▶ _JOB_
Please pick out every line of the records below that contains the word "wall", and copy each one. Case counts.

▶ _RECORDS FOR THIS EXERCISE_
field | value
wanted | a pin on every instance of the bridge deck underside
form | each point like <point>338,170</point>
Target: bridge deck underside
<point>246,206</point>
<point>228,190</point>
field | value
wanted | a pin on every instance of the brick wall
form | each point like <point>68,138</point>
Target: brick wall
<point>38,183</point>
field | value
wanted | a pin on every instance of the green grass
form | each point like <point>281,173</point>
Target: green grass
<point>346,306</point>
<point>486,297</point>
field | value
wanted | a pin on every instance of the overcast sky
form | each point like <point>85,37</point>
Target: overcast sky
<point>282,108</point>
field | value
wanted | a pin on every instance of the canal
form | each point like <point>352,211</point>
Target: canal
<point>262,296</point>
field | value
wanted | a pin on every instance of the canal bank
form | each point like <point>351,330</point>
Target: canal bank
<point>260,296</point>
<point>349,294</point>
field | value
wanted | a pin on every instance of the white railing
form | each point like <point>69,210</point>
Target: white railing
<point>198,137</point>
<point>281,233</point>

==

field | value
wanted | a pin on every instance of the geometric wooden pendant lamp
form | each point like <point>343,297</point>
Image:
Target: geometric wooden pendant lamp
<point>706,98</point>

---

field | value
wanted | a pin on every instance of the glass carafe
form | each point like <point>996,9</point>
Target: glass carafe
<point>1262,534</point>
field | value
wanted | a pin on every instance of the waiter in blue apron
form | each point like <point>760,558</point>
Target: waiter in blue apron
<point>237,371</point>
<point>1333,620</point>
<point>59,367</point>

▶ _RESPONSE BELOW_
wanted | a pin on every instance of the brick wall
Target: brick wall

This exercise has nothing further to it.